WHAT YOU HAVE TO DO
Please copy every one of the items below word for word, without changing anything.

===== PROVIDED ENTRIES =====

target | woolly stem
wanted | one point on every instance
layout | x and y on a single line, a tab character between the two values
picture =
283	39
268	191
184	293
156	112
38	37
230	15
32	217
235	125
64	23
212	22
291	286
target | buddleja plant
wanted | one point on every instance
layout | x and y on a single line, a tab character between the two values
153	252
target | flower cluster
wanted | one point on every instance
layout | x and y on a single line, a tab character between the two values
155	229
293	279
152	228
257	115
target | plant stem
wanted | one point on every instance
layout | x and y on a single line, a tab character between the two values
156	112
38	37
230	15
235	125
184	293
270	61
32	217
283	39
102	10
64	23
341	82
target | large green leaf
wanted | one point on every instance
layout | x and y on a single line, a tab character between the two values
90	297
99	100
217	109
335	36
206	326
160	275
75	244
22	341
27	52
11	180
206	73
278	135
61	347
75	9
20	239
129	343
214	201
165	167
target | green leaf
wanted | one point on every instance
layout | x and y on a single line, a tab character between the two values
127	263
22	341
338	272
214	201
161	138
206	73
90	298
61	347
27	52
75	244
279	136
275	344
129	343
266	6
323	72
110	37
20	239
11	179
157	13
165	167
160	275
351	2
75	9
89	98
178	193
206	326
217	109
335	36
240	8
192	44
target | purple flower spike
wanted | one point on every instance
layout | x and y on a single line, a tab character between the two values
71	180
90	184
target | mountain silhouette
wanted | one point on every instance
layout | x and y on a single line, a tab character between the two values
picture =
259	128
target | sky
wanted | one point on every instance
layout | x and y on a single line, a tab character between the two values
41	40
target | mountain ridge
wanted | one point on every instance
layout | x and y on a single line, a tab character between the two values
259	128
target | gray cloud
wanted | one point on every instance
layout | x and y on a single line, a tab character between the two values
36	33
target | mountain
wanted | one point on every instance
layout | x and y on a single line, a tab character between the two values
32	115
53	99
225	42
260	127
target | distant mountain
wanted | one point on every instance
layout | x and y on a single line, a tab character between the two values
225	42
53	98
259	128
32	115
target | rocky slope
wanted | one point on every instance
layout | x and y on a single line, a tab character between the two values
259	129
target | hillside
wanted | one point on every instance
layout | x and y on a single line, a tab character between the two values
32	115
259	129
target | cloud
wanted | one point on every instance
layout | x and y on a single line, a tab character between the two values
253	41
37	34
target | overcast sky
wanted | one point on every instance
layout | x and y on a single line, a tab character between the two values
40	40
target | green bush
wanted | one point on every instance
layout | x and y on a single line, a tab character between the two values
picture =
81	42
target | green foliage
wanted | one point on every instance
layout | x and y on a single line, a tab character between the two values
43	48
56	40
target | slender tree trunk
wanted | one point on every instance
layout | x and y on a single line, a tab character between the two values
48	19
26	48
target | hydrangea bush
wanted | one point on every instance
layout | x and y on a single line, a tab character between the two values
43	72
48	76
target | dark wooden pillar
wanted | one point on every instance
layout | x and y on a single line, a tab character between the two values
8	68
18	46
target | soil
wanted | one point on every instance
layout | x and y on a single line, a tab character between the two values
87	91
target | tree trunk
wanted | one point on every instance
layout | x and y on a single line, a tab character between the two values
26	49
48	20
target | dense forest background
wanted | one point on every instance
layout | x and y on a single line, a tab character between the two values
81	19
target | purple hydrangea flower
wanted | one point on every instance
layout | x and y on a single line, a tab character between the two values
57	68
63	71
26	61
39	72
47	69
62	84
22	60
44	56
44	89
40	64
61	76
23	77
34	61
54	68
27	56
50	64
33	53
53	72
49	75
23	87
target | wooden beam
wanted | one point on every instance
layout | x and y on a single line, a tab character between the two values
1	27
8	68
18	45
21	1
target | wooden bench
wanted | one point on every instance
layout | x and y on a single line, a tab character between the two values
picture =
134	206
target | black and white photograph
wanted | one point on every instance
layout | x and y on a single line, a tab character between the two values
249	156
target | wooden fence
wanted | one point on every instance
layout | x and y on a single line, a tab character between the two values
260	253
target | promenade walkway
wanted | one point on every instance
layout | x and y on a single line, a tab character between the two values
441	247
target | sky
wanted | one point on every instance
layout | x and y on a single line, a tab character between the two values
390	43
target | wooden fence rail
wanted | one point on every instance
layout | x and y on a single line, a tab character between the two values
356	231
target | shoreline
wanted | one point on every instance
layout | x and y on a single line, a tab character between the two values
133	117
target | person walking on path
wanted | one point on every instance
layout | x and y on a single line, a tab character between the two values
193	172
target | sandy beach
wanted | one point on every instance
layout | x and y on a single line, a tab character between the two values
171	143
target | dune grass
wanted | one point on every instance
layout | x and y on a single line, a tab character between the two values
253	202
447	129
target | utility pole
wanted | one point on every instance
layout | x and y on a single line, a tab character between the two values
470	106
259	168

=====

SOLUTION TO THE EXERCISE
target | woolly stem
wanted | one point on every instance
layout | x and y on a single line, a tab character between the two values
picture =
283	39
268	191
184	293
156	112
38	37
230	15
32	217
235	125
64	23
212	22
291	286
target | buddleja plant
wanted | one point on every instance
layout | x and y on a single line, a tab character between the two values
153	252
target | flower cluster
wanted | one point on every instance
layout | x and y on a single line, a tab character between the two values
155	229
293	279
152	228
257	115
target | plant stem
wanted | one point on every instance
layout | x and y on a single line, a tab character between the two values
156	112
38	37
230	15
235	125
184	293
270	61
32	217
283	39
102	10
64	23
341	82
target | large green leaf
wanted | one point on every instance
layout | x and y on a single line, a tab character between the two values
90	297
99	100
217	109
335	36
206	326
160	275
75	244
22	341
27	52
11	180
206	73
278	135
61	347
75	9
20	239
129	343
214	201
165	167
target | green leaf
wanted | one point on every instance
layout | x and y on a single line, a tab character between the two values
127	263
22	341
338	272
214	201
161	138
206	73
90	298
61	347
27	52
75	244
279	136
275	344
129	343
266	6
323	72
110	37
20	239
11	179
157	13
165	167
160	275
351	2
75	9
89	98
178	193
206	326
217	109
335	36
240	8
192	44
target | purple flower spike
wanted | one point on every instance
layout | x and y on a single line, a tab character between the two values
71	180
90	184
target | mountain silhouette
wanted | one point on every instance
layout | x and y on a single line, a tab character between the two values
picture =
259	128
target | sky
wanted | one point on every instance
layout | x and y on a single line, a tab character between the two values
41	40
target | mountain ridge
wanted | one point on every instance
layout | x and y on a single line, a tab character between the two values
259	128
target | gray cloud
wanted | one point on every instance
layout | x and y on a single line, a tab character between the two values
36	33
target | mountain
wanted | one point on every instance
layout | x and y on a single line, a tab character between the two values
32	115
53	99
225	42
260	127
target | distant mountain
wanted | one point on every instance
layout | x and y on a single line, a tab character between the two values
225	42
53	98
259	128
32	115
target | rocky slope
wanted | one point on every instance
layout | x and y on a single line, a tab character between the two values
259	129
target | hillside
wanted | one point on every instance
layout | x and y on a single line, a tab character between the two values
32	115
259	129
target | cloud
wanted | one point on every instance
layout | x and y on a single line, a tab character between the two values
253	41
37	34
target | overcast sky
wanted | one point on every instance
layout | x and y on a single line, a tab character between the two values
40	40
target | green bush
wanted | one point on every instance
layout | x and y on a single line, a tab character between the two values
picture =
81	42
target | green foliage
wanted | one point on every instance
layout | x and y on a single line, a tab character between the two values
43	48
56	40
target | slender tree trunk
wanted | one point on every instance
layout | x and y on a single line, a tab character between the two values
48	19
26	48
target | hydrangea bush
wanted | one point on every instance
layout | x and y on a single line, a tab character between the two values
43	72
48	76
target | dark wooden pillar
wanted | one point on every instance
layout | x and y on a single line, a tab character between the two values
8	68
18	46
target | soil
wanted | one point on every instance
layout | x and y on a single line, a tab character between the two values
87	91
target | tree trunk
wanted | one point on every instance
layout | x and y on a single line, a tab character between the two values
26	49
48	20
target | dense forest background
wanted | one point on every instance
layout | x and y on a single line, a tab character between the two values
81	19
target | purple hydrangea flower
wanted | one point on every instance
layout | x and y on a single line, a tab character between the two values
57	68
63	71
26	61
39	72
47	69
62	84
22	60
44	56
44	89
40	64
61	76
23	77
34	61
54	68
27	56
50	64
33	53
53	72
49	75
23	87
target | wooden beam
wanted | one point on every instance
layout | x and y on a single line, a tab character between the two values
1	27
8	68
18	45
21	1
target | wooden bench
wanted | one point on every instance
layout | x and y on a single line, a tab character between the two values
picture =
134	206
target | black and white photograph
wanted | one point on every instance
layout | x and y on a single line, a tab character between the two values
249	156
target | wooden fence
wanted | one point on every instance
layout | x and y on a single line, a tab character between the two values
260	253
target | promenade walkway
wanted | one point on every instance
layout | x and y on a single line, a tab character between the two values
441	247
target | sky
wanted | one point on every instance
layout | x and y on a single line, a tab character between the two values
390	43
target | wooden fence rail
wanted | one point on every instance
layout | x and y on a single line, a tab character between the two values
356	231
target | shoreline
wanted | one point on every instance
layout | x and y on a single line, a tab character between the two values
133	117
target | person walking on path
wanted | one point on every instance
layout | x and y on a single line, a tab character between the two values
193	172
target | sandy beach
wanted | one point on every instance
layout | x and y on a single line, a tab character between the two values
171	143
target | dune grass
wanted | one point on every instance
layout | x and y on a single line, a tab character between the two values
253	202
447	129
target | utility pole
wanted | one point on every instance
layout | x and y on a single line, a tab character between the two values
470	106
259	168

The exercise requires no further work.